Task to complete
Rewrite all of the entries with "Target" swapped for "Label" and every other word left unchanged. Do not include the pictures.
■ ■ ■ ■ ■ ■ ■
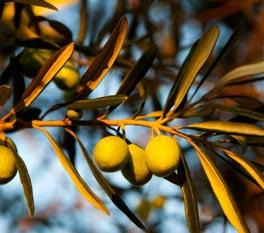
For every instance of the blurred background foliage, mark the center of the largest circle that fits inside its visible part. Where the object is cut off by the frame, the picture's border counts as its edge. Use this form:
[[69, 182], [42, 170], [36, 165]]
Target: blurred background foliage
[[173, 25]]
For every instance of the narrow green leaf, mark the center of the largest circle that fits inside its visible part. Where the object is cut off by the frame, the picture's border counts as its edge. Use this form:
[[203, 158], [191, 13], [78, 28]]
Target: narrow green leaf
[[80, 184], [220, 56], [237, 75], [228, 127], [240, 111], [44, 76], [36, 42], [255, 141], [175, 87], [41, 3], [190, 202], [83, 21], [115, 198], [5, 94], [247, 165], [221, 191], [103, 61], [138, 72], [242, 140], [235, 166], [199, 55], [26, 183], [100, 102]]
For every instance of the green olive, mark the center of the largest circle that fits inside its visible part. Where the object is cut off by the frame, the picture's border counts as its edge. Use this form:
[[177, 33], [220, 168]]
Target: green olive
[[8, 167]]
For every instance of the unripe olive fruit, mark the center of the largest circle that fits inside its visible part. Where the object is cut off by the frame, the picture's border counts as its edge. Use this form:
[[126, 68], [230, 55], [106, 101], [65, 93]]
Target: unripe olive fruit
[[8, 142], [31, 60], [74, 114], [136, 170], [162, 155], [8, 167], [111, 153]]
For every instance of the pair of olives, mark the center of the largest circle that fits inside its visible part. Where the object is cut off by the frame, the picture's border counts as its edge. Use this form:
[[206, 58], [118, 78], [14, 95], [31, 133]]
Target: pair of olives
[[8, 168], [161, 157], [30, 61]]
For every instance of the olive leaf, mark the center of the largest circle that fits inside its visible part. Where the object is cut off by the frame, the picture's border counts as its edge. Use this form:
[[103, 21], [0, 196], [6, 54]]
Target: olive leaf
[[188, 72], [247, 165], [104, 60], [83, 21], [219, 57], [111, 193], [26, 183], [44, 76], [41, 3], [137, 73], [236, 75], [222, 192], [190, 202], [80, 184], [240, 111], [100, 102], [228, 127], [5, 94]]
■ ■ ■ ■ ■ ■ ■
Answer
For every instance of the blurred background foliage, mark the center of the largest circle that fits inside its visible part. Where the object is cut off by the frame, the picture's border counts as its edge. Use this form:
[[69, 182], [42, 170], [36, 165]]
Label: blurred background foliage
[[173, 25]]
For every instance of the narrow green leaf, mark the center of the largest circle that fits inside its visible part. Where the object is cut off by the frame, the picture's border counts as its edge. Use this form:
[[203, 158], [191, 13], [78, 28]]
Label: narrow green leaf
[[80, 184], [220, 56], [237, 75], [228, 127], [240, 111], [44, 76], [36, 42], [255, 141], [175, 87], [41, 3], [190, 202], [83, 21], [115, 198], [5, 94], [247, 165], [221, 191], [103, 61], [138, 72], [242, 140], [235, 166], [199, 55], [26, 183], [100, 102]]
For every instance of the green olive, mark the center of the largest circle that fits inside its visible part. Where the object is cut off by the frame, the picture's border counts as its edge. Use this form:
[[177, 33], [220, 168]]
Label: green olive
[[8, 167]]
For every instance of the unripe olive fruit, mark the center of the largest circle that fits inside its visible part. Where the object is cut off by the frame, the picture's border counts as its edge. Use this form:
[[126, 68], [230, 55], [106, 101], [65, 93]]
Label: unripe olive fruit
[[8, 142], [31, 60], [74, 114], [136, 170], [162, 155], [8, 167], [111, 153]]
For every instance of the pair of olives, mark the center of the largest circle that fits inside its visible part. Where the object is cut off by the frame, the picture's border counts as its edge. Use this form:
[[206, 58], [118, 78], [14, 95], [31, 133]]
Label: pair of olives
[[8, 168], [161, 157], [30, 61]]
For every instance of the olive leaf, mark the center of the largest circle that fits inside its visible part. Where the object is cut off by the frame, the picture's border counts as its edge. Use this form:
[[103, 21], [0, 196], [6, 54]]
Label: olive leaf
[[188, 72], [247, 165], [104, 60], [83, 21], [219, 57], [111, 193], [26, 183], [44, 76], [41, 3], [137, 73], [236, 75], [222, 192], [190, 202], [80, 184], [240, 111], [100, 102], [228, 127], [5, 94]]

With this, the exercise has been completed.